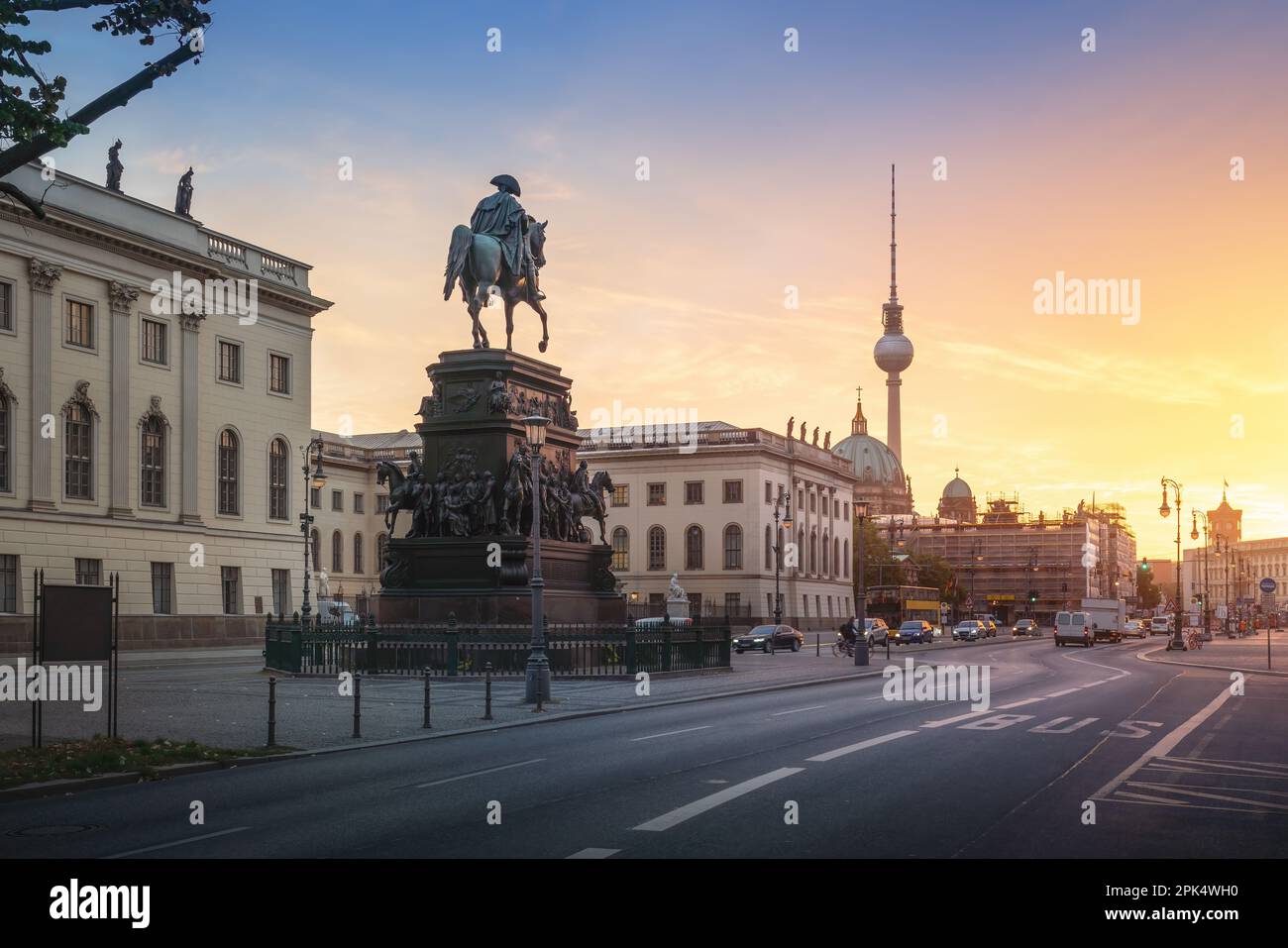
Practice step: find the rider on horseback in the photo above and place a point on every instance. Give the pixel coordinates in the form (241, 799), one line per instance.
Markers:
(500, 215)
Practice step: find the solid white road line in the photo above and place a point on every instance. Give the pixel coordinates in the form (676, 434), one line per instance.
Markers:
(708, 802)
(1167, 745)
(798, 710)
(478, 773)
(178, 843)
(861, 746)
(668, 733)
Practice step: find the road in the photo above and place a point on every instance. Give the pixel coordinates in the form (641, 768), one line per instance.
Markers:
(1083, 753)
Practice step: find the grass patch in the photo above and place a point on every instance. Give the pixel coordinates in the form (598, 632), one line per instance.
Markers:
(102, 755)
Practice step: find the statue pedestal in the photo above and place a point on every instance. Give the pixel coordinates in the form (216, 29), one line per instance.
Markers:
(472, 425)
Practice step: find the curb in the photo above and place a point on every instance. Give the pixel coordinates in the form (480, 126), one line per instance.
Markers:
(72, 786)
(1144, 657)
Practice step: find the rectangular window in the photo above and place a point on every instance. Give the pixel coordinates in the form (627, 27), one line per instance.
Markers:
(80, 324)
(89, 572)
(153, 339)
(162, 587)
(278, 373)
(281, 591)
(8, 582)
(230, 363)
(231, 581)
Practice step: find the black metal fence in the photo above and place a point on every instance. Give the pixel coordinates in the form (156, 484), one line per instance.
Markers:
(574, 651)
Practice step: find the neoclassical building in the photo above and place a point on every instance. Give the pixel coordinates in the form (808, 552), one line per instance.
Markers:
(143, 430)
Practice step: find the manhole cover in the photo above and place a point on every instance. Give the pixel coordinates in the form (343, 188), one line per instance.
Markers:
(52, 830)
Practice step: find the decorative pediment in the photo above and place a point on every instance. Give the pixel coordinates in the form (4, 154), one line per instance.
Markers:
(81, 398)
(5, 391)
(154, 412)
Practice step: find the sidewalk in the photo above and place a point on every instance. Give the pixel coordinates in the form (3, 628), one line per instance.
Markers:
(222, 698)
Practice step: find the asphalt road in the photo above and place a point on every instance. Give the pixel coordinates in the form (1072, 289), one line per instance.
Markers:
(1083, 753)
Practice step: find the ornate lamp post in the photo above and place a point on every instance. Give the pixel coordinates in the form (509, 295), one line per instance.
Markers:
(785, 502)
(1163, 510)
(861, 613)
(537, 679)
(1202, 563)
(314, 479)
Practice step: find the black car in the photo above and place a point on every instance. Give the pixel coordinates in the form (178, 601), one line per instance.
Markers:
(769, 639)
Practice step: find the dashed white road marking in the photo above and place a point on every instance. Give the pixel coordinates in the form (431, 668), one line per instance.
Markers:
(798, 710)
(708, 802)
(178, 843)
(863, 745)
(1167, 745)
(478, 773)
(669, 733)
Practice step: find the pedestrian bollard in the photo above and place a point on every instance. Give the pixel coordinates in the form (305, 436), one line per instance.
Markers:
(357, 703)
(426, 698)
(271, 710)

▶ [YOUR TASK]
Give every entry again word for word; no images belong in the copy.

▶ [FINISHED TASK]
Practice step: find the rider on horseback in the photo above and place a point on every instance. Give the pixel coordinates in the form (241, 799), one line per instance.
Markers:
(500, 215)
Practice step: find the solid white road line in the photo above and place a point on every instance. Give the pixel coordinates in the form (676, 434), one line per instance.
Markers:
(708, 802)
(1167, 745)
(798, 710)
(478, 773)
(178, 843)
(861, 746)
(668, 733)
Practice step: find the road in the photo above and place a point on every instance. Give the pixel coordinates in the form (641, 768), one line per instance.
Markers:
(1083, 753)
Practice step: find the grass patch in the photo above and place a point on every instance. Give the pixel coordinates in the form (598, 632), one line per instance.
Markers:
(102, 755)
Practice step: find the statue pedestal in the photo above and place a point on every instance. Give the pixel coordinates in the form (216, 29), one line per instance.
Markers:
(472, 425)
Practice step: find the curb in the photo above and place a point on every instance. Give the pixel coordinates in the form (480, 126), one line per instance.
Markers:
(72, 786)
(1144, 657)
Practice step: find the rectangular window in the photo above and place a point on every instance. Give the pixel coordinates in the form (627, 27), one line per instance.
Markers:
(80, 324)
(89, 572)
(153, 339)
(162, 587)
(278, 373)
(281, 591)
(8, 582)
(230, 363)
(231, 581)
Practice step: find the black metal fence in the photo above and place a point on every instance. Give the pixel coordinates in the form (156, 484), one line per instance.
Markers:
(574, 651)
Practice step: find the neoclassical building in the photo above and place a point on every instance. Give the pixel coordinates in the form (808, 552), one line per instance.
Markers:
(143, 430)
Practice step: find the manhole cover in the photo above and place a point on every instance. Give the pixel coordinates in the form (343, 188), one line per instance.
Markers:
(52, 830)
Practice step: find the decorative pediment in the photo above and place a point on every instance. Give the pixel coordinates in the form (4, 154), one line per instance.
Markers:
(81, 398)
(5, 391)
(154, 412)
Practice step: find the sidewalk in the photo above and place a point on every instance. Give the pixel coordinates in the form (3, 628), one line per instance.
Markers:
(222, 698)
Practice step: find the asphalt road in the photo above and place a point on every instance. Give the pixel coordinates in the form (1072, 289), one line per instance.
Markers:
(1083, 753)
Practice step: find the ornate lamp post in the photo above and place a point on every instance. Give the pixel coordinates in the form (509, 295), one line per instance.
Markers:
(785, 502)
(1163, 510)
(861, 613)
(537, 679)
(1202, 563)
(314, 479)
Practice step: find the black car in the photo above and place a point on every instance. Give the pixel coordinates in the form (178, 601), one line per instance.
Markers:
(769, 639)
Practice step: find the dashed white road marking in the photo above and place a point on every instance. Give the pixel coordinates in the form (431, 668), one line per instance.
Markers:
(798, 710)
(708, 802)
(178, 843)
(863, 745)
(1167, 745)
(478, 773)
(669, 733)
Practice step: find the pedestrian bollard in the photo above and place a point on every instance. Give the pixel coordinates in the form (305, 436), one line per instance.
Markers:
(357, 703)
(426, 698)
(271, 710)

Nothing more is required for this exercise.